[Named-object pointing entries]
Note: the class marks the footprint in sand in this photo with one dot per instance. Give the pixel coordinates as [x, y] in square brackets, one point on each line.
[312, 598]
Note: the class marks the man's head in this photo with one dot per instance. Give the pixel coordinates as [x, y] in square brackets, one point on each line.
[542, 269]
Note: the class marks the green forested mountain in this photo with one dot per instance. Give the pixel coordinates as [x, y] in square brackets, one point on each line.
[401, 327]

THE REQUEST >>
Reproduce the entries verbatim, beginning at the line that contains "Note: the class marks the green" and continuing through the final line of the entries.

WRITTEN REPLY >>
Note: the class marks the green forested mountain in this photo with one dot per instance. Give the pixel coordinates as [x, y] in square brackets, one point on each line.
[401, 327]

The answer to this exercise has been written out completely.